__PASSAGE PROVIDED__

DEC is proposing to repurpose the beach as another boat launch for vessels like canoes and kayaks and expand the motorized boat launch parking. The department also plans to turn the rest of the beach area into a mix of stone and native plants to discourage swimming.
Commissioners agreed to send the draft to public comment. The DEC and APA are both accepting comments, with the APA focused on whether the plan conforms with its rules and regulations.
The Adirondack Watershed Institute runs a boat inspection station at the site, and Smith said her colleagues have told her about traffic problems there and backups of 10 to 20 vehicles trailing boats. Smith wanted to know what improvements might be made to the site to deal with the inspection traffic. Clague said he couldn’t speak to that, adding “it sounds like that would be a problem.”
Commissioner Art Lussi said he was concerned about the park losing a beach.
DEC will accept comments through Jan. 16, 2023. Comments can be submitted to: Rob Fiorentino, NYS DEC Division of Fish and Wildlife, 232 Golf Course Road, Warrensburg, NY 12885, Email: firstname.lastname@example.org
APA will accept public comments on the proposed draft plan’s conformance to the Adirondack Park State Land Master Plan through Jan. 16, 2023. Direct comments to: Megan Phillips, Deputy Director Planning, Adirondack Park Agency, P.O. Box 99, Ray Brook, NY 12977 Phone: (518) 891-4050 Email: SLMP_UMP_Comments@apa.ny.gov.

__PROVIDED INFORMATION__
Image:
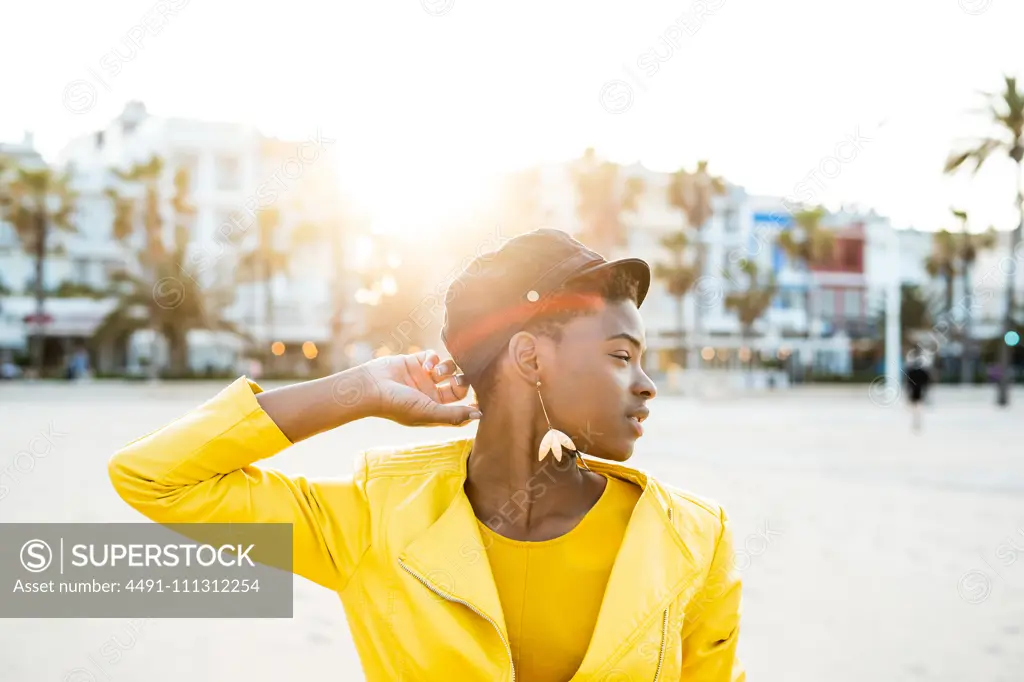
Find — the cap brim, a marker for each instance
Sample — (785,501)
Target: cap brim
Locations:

__ACTION ITEM A__
In the beach plan article, rewrite the paragraph beginning "The Adirondack Watershed Institute runs" more briefly, keeping its main facts.
__ACTION ITEM B__
Change "Warrensburg" to "Ray Brook" in the part of the beach plan article that opens with the words "DEC will accept" and closes with "891-4050 Email: SLMP_UMP_Comments@apa.ny.gov.", then give that part in full.

__WRITTEN RESPONSE A__
The Adirondack Watershed Institute operates a boat inspection station at the site. Smith's colleagues report traffic problems there, including backups of 10 to 20 boat-trailing vehicles. Smith asked what site improvements could handle the inspection traffic. Clague said he couldn't speak to that but agreed "it sounds like that would be a problem."

__WRITTEN RESPONSE B__
DEC will accept comments through Jan. 16, 2023. Comments can be submitted to: Rob Fiorentino, NYS DEC Division of Fish and Wildlife, 232 Golf Course Road, Ray Brook, NY 12885, Email: firstname.lastname@example.org
APA will accept public comments on the proposed draft plan’s conformance to the Adirondack Park State Land Master Plan through Jan. 16, 2023. Direct comments to: Megan Phillips, Deputy Director Planning, Adirondack Park Agency, P.O. Box 99, Ray Brook, NY 12977 Phone: (518) 891-4050 Email: SLMP_UMP_Comments@apa.ny.gov.